--- start of Page text ---

= Imaging Blackness =

Conceptualization of Black people in media

Imaging Blackness is the complex concept of expressing, recognizing, or assigning specific sets of ideas or values used in the depiction of Black people. This depiction can be shown through various forms of media: film, television, literature. More specifically in film, the portrayal of Black people has been imaged and captured since the dawn of the medium.

==Origin of term==
"Imaging Blackness" is a term first used by Audrey T. McCluskey in her 2007 book Imaging Blackness: Race and Racial Representation in Film Poster Art.

==Historical overview==

From the beginning of modern cinema, images of African Americans have played a primary role in the cinematic imagination of the West. These negative images have promoted a demeaning and undignified image of African Americans as a general group. However, simultaneously film has enabled African Americans to covey their creativity and originality, despite some intentions of White people to confine Black humanity or use the African American race as a scapegoat.

The beginning of Black presence in American film, started with the concept of "blackface". Instead of hiring Black actors to play Black characters, White actors would paint their faces black and accentuate their lips by covering them with bright red lipstick. Their outer appearance reflected White society's curiosity around Blackness. The concept of Blackness was initially used to ridicule African Americans, showing an imagined White superiority to Black people, but over time society became attracted to the controversial concept. Consequently, blackface became a popular fad in American culture.

==Poster art==
In the 1890s a new form of visual representation was introduced to American and international audiences. The high literacy rate at the beginning of the twentieth century caused the creation of advertising for newly animated films. The first forms of advertising were vividly colored crates or switchboards used to promote an upcoming film. Seen as a way to preview a story with visual highlights, these advertisements enticed viewers and attracted audiences to movie theatres. This concept created the modern day movie poster. The invention of the movie poster itself is attributed to a Frenchman named Jules Chéret. He applied a printing process called stone lithography for the creation of his poster. As film technology progressed, there became a need for more movie posters, and it became a standardized process used to promote every new movie. The General Film Company standardized the size of a film poster at 27 x 41, allowing the poster to fit within the glass casing outside theatres. This was called the "one sheet" poster. These posters included texts and images supplied by the movie production company. A constant dispute among associates in the production company was whether to showcase star actors on their movie posters. The producer's objective was to sell their product, the movie, through advertising. On the other hand, the stars demanded that these posters should be a reflection of them and their talents. Movie studios hired illustrators to produce posters that were artistic and inventive, constantly trying to find ways to appeal to the biggest audience. During the pre-television era of the 1950s, poster art became the typical medium for movie advertising, consisting of the desirable image of a movie star alongside text or other images explaining a part of the movie's story.

--- end of Page text ---
--- start of Material shown ---

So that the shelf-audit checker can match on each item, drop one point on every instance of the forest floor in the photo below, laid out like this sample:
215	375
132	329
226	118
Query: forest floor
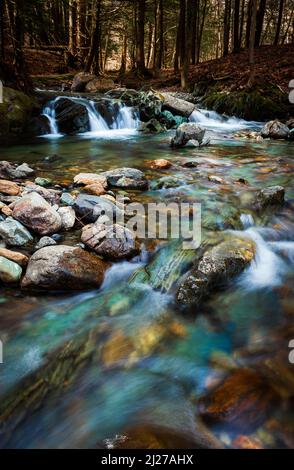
274	66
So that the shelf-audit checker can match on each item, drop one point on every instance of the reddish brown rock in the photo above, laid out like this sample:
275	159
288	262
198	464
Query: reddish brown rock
35	213
62	268
242	400
18	258
8	187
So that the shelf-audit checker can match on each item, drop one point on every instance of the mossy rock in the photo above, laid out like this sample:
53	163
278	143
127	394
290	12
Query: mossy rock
256	104
15	112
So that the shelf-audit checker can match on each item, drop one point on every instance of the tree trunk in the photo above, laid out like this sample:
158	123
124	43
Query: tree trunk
251	44
236	25
277	36
93	59
227	21
140	59
259	21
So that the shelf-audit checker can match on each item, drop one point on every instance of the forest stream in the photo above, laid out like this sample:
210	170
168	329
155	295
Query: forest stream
90	369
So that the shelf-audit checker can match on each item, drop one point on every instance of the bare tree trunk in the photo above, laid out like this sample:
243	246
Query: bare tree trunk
236	25
259	21
277	36
140	59
227	21
251	44
93	59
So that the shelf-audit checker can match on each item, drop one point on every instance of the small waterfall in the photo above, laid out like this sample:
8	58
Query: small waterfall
268	267
214	121
49	112
126	120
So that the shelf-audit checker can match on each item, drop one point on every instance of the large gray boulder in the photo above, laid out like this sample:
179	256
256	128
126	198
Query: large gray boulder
63	268
110	241
14	233
126	178
35	213
89	208
275	130
186	132
216	267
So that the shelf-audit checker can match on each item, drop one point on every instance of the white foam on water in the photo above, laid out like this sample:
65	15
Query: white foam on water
214	121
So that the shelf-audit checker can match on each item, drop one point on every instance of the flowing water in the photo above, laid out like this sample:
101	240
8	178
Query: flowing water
81	370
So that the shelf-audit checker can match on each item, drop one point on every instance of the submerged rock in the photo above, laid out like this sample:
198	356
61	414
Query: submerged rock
35	213
9	271
275	130
14	233
63	268
126	178
216	267
110	241
45	241
186	132
271	196
14	256
243	400
90	208
68	217
8	187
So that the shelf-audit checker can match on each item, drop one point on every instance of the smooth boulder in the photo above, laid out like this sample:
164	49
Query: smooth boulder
63	268
275	130
110	241
14	233
10	272
186	132
35	213
126	178
216	267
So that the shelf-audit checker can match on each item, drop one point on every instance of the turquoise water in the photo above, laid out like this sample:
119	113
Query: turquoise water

--- end of Material shown ---

• _Required tasks_
1. In the page on imaging Blackness, who is credited with inventing the movie poster?
2. Swap "smooth" for "rounded" in the records, from the line with "of the submerged" through the end of the records, and write out only those lines with nothing else changed.

• _Worked answers_
1. Jules Chéret, a Frenchman.

2.
So that the shelf-audit checker can match on each item, drop one point on every instance of the submerged rock in the photo above, laid out like this sample:
198	356
61	414
Query: submerged rock
35	213
9	271
275	130
14	233
63	268
126	178
216	267
110	241
45	241
186	132
271	196
14	256
243	400
90	208
68	217
8	187
So that the shelf-audit checker can match on each item, drop one point on every instance of the rounded boulder in the photo above, laid out like this sample:
164	49
Query: rounded boulder
63	268
275	130
110	241
14	233
10	272
186	132
35	213
126	178
216	267
So that the shelf-audit checker can match on each item, drop one point on every instance of the turquoise water in the photo above, laid out like this sample:
119	113
Query: turquoise water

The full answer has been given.